Most impressive accomplishment: In a season of mostly blowouts, Kirkov pointed to his comeback victory in a 6-1, 4-6, 6-4 singles match against Plant’s Alec Josepher during the regular season. Kirkov said he hadn’t been feeling well hours before the match, and the illness took a toll on him late in the first set. “I was very proud that I got to pull that one out,” he said. “It was definitely one of my toughest matches.”
Did you know? A native of Asenovgrad, Bulgaria, Kirkov picked up tennis from his father at age 4 then moved to the United States when he was 12 to get better instruction. Though tennis is his first love and best sport, Kirkov is also a big fan of soccer. That’s not exactly surprising for someone who grew up in Europe, of course. Kirkov played on King’s varsity soccer team as a sophomore then gave it up to focus more on school and tennis. Since then he has settled for religiously watching the Premier and Spanish leagues, even making friends with a few other international students at King who closely follow the game. “I enjoy it a lot,” he said. “Everybody plays it in Bulgaria. It was my favorite thing to do, when I had free time.”
Future plans: Kirkov earned a tennis scholarship to Carnegie-Mellon University in Pittsburgh, where he plans to follow in the footsteps of his father and mother and study engineering. From there, Kirkov hopes to return to Europe someday. Maybe England or France. “I really like the European spirit,” said Kirkov, who’s also not particularly fond of driving or suburban sprawl.
Sam Chaffin, Jr., Wharton: A second-team nominee last spring, Chaffin earned a promotion by winning district and region individual singles championships and making it to the state semifinals.
Jordan Nasser, Sr., Jesuit: Once again, Nasser is on the first team after going undefeated in team singles until states and advancing to the semifinals of No. 1 team doubles.
Alec Josepher, Jr., Plant: Earned another spot on the first team after being part of a doubles team that advanced to the finals of the Class 4A individual championship match.
Eric Fitz-Randolph, Jr., Carrollwood Day: Another 2012 first-teamer, Fitz-Randolph repeated as district and region champ.
Harrison Heysek, Sr., Plant City: Won the Andres Garcia Memorial Tennis Award given to the county’s top male player.

_INFORMATION PROVIDED_
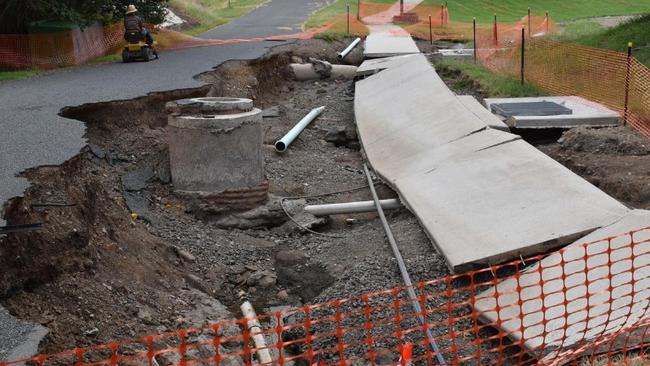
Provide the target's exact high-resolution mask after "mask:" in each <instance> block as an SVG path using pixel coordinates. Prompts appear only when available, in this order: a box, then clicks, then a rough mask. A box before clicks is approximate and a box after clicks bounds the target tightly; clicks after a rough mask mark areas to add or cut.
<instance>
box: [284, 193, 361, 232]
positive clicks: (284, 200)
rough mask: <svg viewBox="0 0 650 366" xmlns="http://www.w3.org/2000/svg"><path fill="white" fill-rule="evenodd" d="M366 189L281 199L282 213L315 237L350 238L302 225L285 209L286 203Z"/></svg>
mask: <svg viewBox="0 0 650 366" xmlns="http://www.w3.org/2000/svg"><path fill="white" fill-rule="evenodd" d="M365 188H368V185H364V186H361V187H356V188H350V189H345V190H342V191H335V192H327V193H321V194H315V195H310V196H295V197H283V198H280V207H282V211H284V214H285V215H287V217H288V218H289V220H291V221H292V222H293V223H294V224H296V226H298V227H299V228H301V229H302V230H305V231H307V232H309V233H312V234H314V235H318V236H324V237H326V238H335V239H341V238H348V237H349V235H332V234H325V233H319V232H318V231H315V230H312V229H310V228H308V227H305V225H302V224H301V223H299V222H298V221H296V219H295V218H294V217H293V216H292V215H291V214H290V213H289V211H287V208H286V207H284V201H286V200H300V199H310V198H319V197H326V196H333V195H335V194H341V193H350V192H355V191H360V190H362V189H365Z"/></svg>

_YOUR TASK_
Sum up the tennis article in three sentences. The material comes from a separate source and has no link to the tennis article.

_TASK SOLUTION_
Kirkov, a native of Asenovgrad, Bulgaria, named a comeback singles win over Plant's Alec Josepher, played while he was sick, as one of his toughest matches, and he is also a big soccer fan. He earned a tennis scholarship to Carnegie-Mellon University, where he plans to study engineering like his father and mother, and he hopes to return to Europe someday. The article also notes honors for other players, including first-team spots for Nasser and Josepher and the Andres Garcia Memorial Tennis Award for Heysek.